**EXERCISE:** Scan the entries for lines containing the string "tree". Reply with how many there are, and nothing else.

**Records from a data collection:**
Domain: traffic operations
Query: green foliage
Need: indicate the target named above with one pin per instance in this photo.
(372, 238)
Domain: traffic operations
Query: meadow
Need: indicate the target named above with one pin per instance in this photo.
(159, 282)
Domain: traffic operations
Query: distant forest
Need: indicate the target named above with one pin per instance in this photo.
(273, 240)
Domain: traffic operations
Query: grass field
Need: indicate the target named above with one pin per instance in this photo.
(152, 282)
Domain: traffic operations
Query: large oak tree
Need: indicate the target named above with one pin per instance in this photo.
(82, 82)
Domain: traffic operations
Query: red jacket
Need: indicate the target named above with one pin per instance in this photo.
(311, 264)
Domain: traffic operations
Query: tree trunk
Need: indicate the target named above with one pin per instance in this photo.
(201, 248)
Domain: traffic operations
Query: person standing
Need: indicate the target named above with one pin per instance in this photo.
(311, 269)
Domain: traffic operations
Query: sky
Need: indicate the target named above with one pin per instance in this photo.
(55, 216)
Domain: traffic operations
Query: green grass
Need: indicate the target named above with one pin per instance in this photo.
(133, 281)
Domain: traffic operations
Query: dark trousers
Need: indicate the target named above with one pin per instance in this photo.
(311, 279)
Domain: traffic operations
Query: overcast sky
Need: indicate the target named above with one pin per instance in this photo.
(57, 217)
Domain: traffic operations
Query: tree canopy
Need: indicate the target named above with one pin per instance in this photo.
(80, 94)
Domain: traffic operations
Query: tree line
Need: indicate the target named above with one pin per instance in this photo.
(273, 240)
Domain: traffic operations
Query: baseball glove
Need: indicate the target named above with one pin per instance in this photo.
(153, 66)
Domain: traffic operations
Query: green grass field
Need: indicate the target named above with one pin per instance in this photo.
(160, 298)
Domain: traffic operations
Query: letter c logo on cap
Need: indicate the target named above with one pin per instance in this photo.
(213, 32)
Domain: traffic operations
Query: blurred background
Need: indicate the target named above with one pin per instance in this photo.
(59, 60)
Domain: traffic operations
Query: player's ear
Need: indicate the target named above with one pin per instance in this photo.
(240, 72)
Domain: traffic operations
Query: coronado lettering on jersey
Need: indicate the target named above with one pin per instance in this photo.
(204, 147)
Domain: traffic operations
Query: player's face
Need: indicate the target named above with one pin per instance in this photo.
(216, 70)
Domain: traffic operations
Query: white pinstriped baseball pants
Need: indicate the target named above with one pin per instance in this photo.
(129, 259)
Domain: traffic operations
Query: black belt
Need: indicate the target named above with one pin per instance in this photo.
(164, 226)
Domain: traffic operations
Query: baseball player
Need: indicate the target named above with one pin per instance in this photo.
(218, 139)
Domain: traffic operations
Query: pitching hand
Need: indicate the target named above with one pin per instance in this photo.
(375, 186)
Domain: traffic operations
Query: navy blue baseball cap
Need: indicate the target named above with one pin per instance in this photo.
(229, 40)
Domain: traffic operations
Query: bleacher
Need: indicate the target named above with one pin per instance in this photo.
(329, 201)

**EXERCISE SOLUTION:** 4